**Stated problem**: Without the images, print all the entries below exactly as given.

**Provided data**:
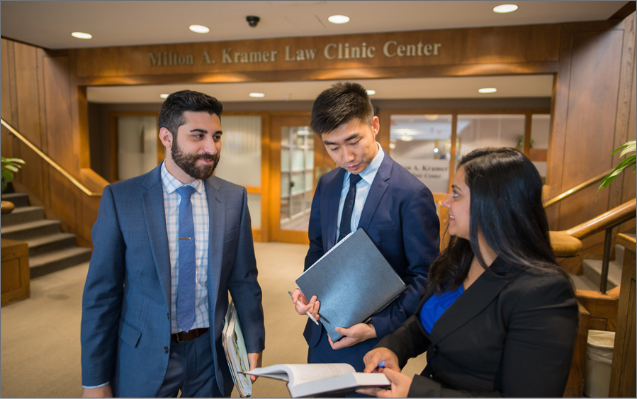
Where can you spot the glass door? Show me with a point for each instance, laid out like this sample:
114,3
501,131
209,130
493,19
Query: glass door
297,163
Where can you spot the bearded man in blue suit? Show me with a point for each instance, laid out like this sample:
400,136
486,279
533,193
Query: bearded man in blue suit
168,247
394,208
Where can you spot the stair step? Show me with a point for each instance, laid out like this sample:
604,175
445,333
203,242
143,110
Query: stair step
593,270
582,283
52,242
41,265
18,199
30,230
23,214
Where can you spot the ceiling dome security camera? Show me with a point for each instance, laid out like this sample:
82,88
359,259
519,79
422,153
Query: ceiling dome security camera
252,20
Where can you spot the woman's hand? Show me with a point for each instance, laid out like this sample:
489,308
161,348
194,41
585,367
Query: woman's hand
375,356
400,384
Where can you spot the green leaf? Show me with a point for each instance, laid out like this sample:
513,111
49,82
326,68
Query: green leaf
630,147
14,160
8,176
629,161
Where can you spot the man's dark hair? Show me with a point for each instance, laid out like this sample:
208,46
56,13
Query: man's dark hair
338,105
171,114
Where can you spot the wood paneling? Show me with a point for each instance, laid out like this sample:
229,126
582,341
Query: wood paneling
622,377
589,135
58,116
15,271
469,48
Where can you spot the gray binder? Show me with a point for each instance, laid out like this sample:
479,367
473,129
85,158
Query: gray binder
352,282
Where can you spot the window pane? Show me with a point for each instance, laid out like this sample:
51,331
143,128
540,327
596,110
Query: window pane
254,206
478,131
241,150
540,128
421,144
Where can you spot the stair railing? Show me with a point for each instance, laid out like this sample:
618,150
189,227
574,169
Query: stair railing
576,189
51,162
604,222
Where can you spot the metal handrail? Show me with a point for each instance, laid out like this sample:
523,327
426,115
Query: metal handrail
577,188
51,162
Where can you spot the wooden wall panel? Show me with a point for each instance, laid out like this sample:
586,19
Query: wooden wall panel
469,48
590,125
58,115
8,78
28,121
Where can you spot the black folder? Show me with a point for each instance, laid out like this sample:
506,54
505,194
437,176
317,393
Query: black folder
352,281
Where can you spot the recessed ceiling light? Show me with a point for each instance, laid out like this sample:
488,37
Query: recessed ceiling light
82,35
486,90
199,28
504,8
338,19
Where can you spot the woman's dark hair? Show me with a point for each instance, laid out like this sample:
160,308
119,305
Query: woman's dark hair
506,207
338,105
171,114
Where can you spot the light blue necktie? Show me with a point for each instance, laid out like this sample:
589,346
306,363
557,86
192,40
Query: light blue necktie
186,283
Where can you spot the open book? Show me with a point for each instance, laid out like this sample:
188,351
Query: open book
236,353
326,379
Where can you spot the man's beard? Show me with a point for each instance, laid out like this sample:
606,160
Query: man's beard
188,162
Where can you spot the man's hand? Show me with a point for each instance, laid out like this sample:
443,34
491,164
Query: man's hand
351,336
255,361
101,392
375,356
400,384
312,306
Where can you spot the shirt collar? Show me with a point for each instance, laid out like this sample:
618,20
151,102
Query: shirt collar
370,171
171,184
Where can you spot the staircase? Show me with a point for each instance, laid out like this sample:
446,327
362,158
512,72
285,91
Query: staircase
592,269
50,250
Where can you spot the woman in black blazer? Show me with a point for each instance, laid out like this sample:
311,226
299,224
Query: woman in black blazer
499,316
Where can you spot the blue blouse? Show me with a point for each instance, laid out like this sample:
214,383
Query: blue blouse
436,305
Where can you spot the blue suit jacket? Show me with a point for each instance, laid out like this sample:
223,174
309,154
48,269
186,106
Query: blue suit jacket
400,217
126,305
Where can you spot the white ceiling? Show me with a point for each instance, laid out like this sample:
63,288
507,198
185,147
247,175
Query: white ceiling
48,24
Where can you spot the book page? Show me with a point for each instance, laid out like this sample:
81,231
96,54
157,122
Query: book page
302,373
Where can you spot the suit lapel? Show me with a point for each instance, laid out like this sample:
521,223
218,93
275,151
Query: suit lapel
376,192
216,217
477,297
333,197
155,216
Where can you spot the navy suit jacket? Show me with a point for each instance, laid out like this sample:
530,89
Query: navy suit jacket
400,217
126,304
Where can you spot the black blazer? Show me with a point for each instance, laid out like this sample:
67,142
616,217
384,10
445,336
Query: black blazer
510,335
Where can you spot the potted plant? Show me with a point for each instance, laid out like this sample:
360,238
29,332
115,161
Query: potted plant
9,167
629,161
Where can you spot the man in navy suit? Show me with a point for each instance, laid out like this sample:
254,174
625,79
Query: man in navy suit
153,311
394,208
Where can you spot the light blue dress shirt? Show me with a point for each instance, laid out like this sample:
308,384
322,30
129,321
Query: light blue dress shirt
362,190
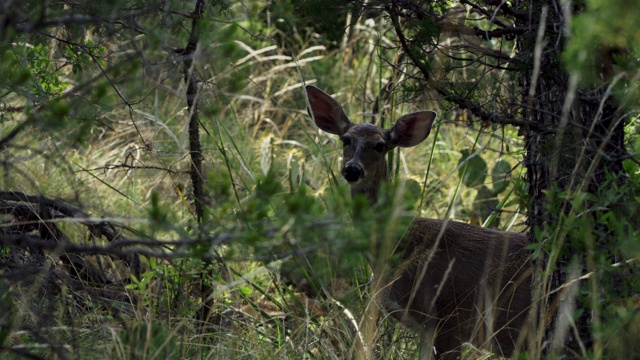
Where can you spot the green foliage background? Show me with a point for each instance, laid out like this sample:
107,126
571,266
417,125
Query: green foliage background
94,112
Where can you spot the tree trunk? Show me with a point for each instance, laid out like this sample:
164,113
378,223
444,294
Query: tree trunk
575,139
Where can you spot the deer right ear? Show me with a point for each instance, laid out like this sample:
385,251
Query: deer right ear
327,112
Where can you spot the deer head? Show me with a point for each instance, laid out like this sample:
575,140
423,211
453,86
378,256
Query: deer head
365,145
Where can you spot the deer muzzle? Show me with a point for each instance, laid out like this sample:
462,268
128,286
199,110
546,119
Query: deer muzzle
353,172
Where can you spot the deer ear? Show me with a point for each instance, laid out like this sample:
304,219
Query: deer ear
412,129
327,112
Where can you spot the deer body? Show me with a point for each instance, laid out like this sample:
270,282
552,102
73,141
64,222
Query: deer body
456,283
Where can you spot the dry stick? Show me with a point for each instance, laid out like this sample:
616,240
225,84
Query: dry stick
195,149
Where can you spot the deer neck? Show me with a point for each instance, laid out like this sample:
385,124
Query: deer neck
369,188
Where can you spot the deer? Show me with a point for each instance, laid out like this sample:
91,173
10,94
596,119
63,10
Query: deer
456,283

**Full response**:
Where can you spot the glass door? Show me with a point for each instance, laid out like this sample:
114,3
501,131
209,130
493,19
Query: glass door
297,163
Where can you spot the bearded man in blue suit? Show me with a point for each instance, laid out like this sample:
400,136
486,279
533,193
Query: bearded man in blue suit
168,247
394,208
Where can you spot the stair step? Show me with a point for each instance, laid out like this sample:
604,175
445,333
203,242
143,110
Query: stair step
593,270
582,283
52,242
41,265
18,199
30,230
23,214
Where can you spot the ceiling dome security camera? Show me with a point for each instance, laid out like this sample:
82,88
359,259
519,79
422,153
Query: ceiling dome security camera
252,20
Where can you spot the woman's hand? Show me with a point for each instance, laid out like this sample:
489,308
161,348
194,41
585,367
Query: woman's hand
375,356
400,384
Where can you spot the green leaf? Show me with a point for each instance, laid out like this sample:
513,111
49,82
326,68
Query: green leaf
630,147
14,160
8,176
629,161
Where can you spot the man's dark hair? Show me with a point for each instance, laid out like this sample:
208,46
56,13
Query: man's dark hair
338,105
171,114
Where can you spot the wood paneling? Show me with a point for each instance, laid out like this sample:
229,126
582,341
Query: wood paneling
622,377
589,135
58,116
15,271
469,48
Where can you spot the gray binder? Show me with a point for each instance, laid out like this sample:
479,367
473,129
85,158
Query: gray binder
352,282
Where can you spot the window pane? Show me with a point for each instance, laid out like this sample:
51,331
143,128
540,327
596,110
Query: window pane
254,206
478,131
241,150
540,128
421,144
Where can you spot the stair railing? Show me with a point for each instance, laid out like this sample:
618,150
189,227
574,169
Query: stair railing
576,189
51,162
604,222
Where can you spot the metal handrail? Show me with a point for each instance, laid out like this sample:
523,327
426,115
Query: metal handrail
577,188
51,162
Where can you spot the wooden wall panel? Show me with a point for each instance, laid out like this sample:
586,19
Query: wooden wall panel
469,48
590,125
58,115
8,78
28,121
Where can you spot the black folder? Show me with a point for each instance, laid out like this sample:
506,54
505,194
437,176
317,393
Query: black folder
352,281
Where can you spot the recessed ceiling light? Show me with a point for each instance, laid out like this sample:
488,37
Query: recessed ceiling light
82,35
486,90
199,28
504,8
338,19
Where can you spot the woman's dark hair? Show me with a point for each instance, laid out like this sample:
160,308
119,305
Query: woman's dark hair
506,207
338,105
171,114
Where can you spot the light blue necktie? Show me with a point for each instance, laid out like this sample:
589,346
306,363
557,86
192,40
Query: light blue necktie
186,283
Where can you spot the open book? Show me with a point for each instance, laid out like this sample:
188,351
Query: open book
236,353
326,379
Where can you spot the man's beard? Show me with a point for each instance, laid out like this sample:
606,160
Query: man's beard
188,162
Where can you spot the man's hand? Show me with a point for each instance, laid out like this sample:
443,34
491,164
Query: man's hand
351,336
255,361
101,392
375,356
400,384
312,306
Where can you spot the shirt collar? Show me with a point for each instance, laid out like this sample:
618,20
151,102
Query: shirt collar
370,171
171,184
Where can you spot the staircase? Show me with a point for each instance, laid out like this sample:
446,327
362,158
512,72
285,91
Query: staircase
592,269
50,250
Where can you spot the woman in black blazer? Show me with a point for each instance, laid out like this sample:
311,226
299,224
Query: woman in black blazer
499,316
Where can you spot the blue blouse? Show me with a point for each instance, laid out like this sample:
214,383
Query: blue blouse
436,305
Where can you spot the blue suit jacket? Show me with a point for each instance, laid out like this sample:
223,174
309,154
48,269
186,106
Query: blue suit jacket
400,217
126,305
Where can you spot the white ceiling? Show me with a point for each instance, laid out like this sample:
63,288
507,198
185,147
247,175
Query: white ceiling
48,24
Where can you spot the book page? Show me with a point for each instance, laid out like this sample:
81,231
96,54
157,122
Query: book page
302,373
Where can you spot the suit lapel? Show me with a point for each instance, laid out like this sample:
521,223
218,93
275,151
Query: suit lapel
376,192
216,217
477,297
333,197
155,216
Where can you spot the navy suit jacket? Show me with a point for each instance, laid out like this sample:
530,89
Query: navy suit jacket
400,217
126,304
Where can you spot the black blazer? Show me with a point for each instance, laid out like this sample:
67,142
616,217
384,10
445,336
Query: black blazer
510,335
Where can you spot the potted plant? Show me with a point for each instance, laid out like this sample:
360,238
29,332
115,161
Query: potted plant
9,167
629,161
Where can you spot the man in navy suit? Show me with a point for each instance, laid out like this sample:
254,174
625,79
Query: man in navy suit
153,311
394,208
Where can you spot the light blue dress shirt? Show me with a point for each instance, laid out like this sample:
308,384
322,30
129,321
Query: light blue dress shirt
362,190
Where can you spot the green foliage background? Show me with a point for each instance, laid out like this sample:
107,126
571,266
417,125
Query: green foliage background
94,112
Where can you spot the tree trunk? Show me with a point for each instance, laid out like this sample:
164,113
378,223
444,294
Query: tree trunk
575,139
Where can you spot the deer right ear? Show me with a point for each instance, laid out like this sample:
385,251
Query: deer right ear
327,112
Where can you spot the deer head? Show me with a point for each instance, laid out like this sample:
575,140
423,211
453,86
378,256
Query: deer head
365,145
Where can you spot the deer muzzle? Show me with a point for each instance, laid out like this sample:
462,268
128,286
199,110
546,119
Query: deer muzzle
353,172
Where can you spot the deer ear? Show me with a point for each instance, laid out like this sample:
304,219
Query: deer ear
412,129
327,112
Where can you spot the deer body? Show me with a point for each instance, laid out like this sample:
270,282
552,102
73,141
64,222
Query: deer body
456,283
Where can you spot the dry stick? Show me with a point for each instance, laid out like this sample:
616,240
225,84
Query: dry stick
195,149
Where can you spot the deer neck? Show me with a point for each instance, laid out like this sample:
385,124
Query: deer neck
369,188
Where can you spot the deer? Show me with a point for each instance, laid out like this sample:
91,173
10,94
596,119
63,10
Query: deer
456,283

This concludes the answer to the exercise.